Location labeling rows
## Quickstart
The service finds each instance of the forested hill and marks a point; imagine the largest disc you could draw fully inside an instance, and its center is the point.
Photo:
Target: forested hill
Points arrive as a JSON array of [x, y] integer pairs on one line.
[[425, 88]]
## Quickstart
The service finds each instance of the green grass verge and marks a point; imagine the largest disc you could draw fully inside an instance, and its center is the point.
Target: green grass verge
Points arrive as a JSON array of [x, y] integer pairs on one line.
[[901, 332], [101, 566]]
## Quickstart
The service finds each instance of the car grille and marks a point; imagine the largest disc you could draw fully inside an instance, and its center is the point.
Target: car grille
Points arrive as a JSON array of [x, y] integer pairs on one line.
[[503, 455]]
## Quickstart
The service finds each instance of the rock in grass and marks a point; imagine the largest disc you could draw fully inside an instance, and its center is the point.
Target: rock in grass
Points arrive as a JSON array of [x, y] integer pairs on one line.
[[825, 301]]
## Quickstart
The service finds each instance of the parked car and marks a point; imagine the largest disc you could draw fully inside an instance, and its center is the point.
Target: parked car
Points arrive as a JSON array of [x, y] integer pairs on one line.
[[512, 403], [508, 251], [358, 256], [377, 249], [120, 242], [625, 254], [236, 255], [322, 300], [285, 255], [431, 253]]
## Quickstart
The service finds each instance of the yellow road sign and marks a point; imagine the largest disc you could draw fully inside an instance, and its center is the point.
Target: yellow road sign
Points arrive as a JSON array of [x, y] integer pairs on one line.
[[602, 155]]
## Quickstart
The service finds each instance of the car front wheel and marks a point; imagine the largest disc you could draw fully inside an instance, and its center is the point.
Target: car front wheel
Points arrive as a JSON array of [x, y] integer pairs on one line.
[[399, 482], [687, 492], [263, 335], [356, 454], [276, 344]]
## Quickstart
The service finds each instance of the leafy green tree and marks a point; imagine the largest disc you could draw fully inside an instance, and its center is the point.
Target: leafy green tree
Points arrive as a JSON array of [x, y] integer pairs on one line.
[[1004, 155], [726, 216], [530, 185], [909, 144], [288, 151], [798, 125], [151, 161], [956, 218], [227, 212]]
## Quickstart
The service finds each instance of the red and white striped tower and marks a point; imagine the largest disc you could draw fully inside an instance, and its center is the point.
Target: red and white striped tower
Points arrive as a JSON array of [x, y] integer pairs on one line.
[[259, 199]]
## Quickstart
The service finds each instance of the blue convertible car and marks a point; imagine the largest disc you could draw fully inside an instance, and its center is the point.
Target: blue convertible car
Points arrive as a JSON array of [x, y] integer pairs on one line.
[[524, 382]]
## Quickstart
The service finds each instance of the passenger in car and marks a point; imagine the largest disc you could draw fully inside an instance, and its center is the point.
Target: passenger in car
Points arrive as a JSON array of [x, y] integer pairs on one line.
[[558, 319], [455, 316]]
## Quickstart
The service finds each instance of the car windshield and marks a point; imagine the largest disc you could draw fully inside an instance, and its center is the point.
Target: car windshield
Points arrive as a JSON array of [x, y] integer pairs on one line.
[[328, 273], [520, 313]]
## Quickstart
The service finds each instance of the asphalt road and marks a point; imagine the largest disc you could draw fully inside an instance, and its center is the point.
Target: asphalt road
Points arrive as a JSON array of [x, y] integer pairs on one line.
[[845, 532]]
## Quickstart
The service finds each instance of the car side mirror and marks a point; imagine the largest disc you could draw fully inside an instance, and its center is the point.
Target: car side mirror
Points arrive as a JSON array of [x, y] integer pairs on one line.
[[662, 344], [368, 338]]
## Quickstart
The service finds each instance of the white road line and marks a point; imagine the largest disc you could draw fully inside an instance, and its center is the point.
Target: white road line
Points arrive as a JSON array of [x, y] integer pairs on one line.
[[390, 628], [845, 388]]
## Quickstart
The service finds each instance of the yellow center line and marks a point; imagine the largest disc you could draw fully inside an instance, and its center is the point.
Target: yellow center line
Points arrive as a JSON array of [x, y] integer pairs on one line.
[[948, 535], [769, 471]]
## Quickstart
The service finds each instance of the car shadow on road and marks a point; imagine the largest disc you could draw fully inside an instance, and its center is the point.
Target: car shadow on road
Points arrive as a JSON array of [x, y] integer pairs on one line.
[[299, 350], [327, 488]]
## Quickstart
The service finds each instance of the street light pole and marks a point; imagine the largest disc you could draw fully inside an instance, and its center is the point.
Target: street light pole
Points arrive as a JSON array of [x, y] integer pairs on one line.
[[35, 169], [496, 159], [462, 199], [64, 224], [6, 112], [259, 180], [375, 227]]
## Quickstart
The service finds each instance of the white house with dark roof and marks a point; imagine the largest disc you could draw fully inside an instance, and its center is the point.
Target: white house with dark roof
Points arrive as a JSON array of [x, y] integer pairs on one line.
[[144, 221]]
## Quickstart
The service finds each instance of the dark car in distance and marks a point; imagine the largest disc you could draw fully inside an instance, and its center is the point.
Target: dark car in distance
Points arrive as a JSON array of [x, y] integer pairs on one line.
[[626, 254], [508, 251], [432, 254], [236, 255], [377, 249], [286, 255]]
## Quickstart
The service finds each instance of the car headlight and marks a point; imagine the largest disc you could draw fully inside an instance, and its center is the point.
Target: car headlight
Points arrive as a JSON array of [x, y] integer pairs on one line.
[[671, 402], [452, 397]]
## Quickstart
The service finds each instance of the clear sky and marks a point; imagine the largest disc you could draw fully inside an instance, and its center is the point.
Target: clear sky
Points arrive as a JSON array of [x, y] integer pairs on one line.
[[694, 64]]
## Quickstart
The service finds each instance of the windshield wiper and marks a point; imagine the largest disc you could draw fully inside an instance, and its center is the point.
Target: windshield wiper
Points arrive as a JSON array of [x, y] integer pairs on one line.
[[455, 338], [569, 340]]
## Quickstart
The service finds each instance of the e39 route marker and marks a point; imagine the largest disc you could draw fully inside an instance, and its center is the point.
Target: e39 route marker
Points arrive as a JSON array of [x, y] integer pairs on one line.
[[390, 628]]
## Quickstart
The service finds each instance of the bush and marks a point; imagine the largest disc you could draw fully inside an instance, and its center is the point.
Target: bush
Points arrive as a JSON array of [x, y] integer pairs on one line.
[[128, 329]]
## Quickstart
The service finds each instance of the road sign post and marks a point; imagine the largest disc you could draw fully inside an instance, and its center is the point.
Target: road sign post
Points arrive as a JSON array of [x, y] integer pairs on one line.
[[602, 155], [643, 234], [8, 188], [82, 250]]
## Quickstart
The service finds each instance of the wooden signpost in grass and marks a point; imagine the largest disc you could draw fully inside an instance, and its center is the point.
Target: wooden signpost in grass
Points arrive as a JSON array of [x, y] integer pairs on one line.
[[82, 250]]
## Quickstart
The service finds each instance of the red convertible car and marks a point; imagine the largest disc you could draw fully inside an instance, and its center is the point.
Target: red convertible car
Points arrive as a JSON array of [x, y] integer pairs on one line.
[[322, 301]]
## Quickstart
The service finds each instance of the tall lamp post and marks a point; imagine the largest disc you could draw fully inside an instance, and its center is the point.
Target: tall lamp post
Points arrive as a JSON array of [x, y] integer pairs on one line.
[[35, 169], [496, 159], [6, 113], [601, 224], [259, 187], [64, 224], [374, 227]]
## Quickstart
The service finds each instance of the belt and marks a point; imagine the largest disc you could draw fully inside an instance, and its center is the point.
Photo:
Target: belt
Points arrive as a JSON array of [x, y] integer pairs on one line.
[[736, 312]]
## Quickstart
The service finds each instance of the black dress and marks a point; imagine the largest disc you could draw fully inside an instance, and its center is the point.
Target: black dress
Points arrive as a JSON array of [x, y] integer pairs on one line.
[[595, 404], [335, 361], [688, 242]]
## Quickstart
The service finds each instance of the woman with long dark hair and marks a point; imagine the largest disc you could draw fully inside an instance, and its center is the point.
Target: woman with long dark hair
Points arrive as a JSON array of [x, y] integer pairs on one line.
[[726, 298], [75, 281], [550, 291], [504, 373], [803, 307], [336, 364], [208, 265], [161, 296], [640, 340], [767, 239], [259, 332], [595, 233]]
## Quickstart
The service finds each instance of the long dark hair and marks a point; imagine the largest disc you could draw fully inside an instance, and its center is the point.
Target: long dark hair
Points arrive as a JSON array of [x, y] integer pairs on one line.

■ JOB
Please rewrite the rows from the start through the line containing "[[425, 88]]", replacing "forested hill" with "wooded hill" and leaving everything else unchanged.

■ THE COMPLETED TASK
## Quickstart
The service finds each instance of the wooded hill and marks a point; imagine the largest disc you could draw fully inside an instance, and its center is the point.
Photo:
Target: wooded hill
Points arrive as a JSON array of [x, y] integer pairs on one line.
[[425, 88]]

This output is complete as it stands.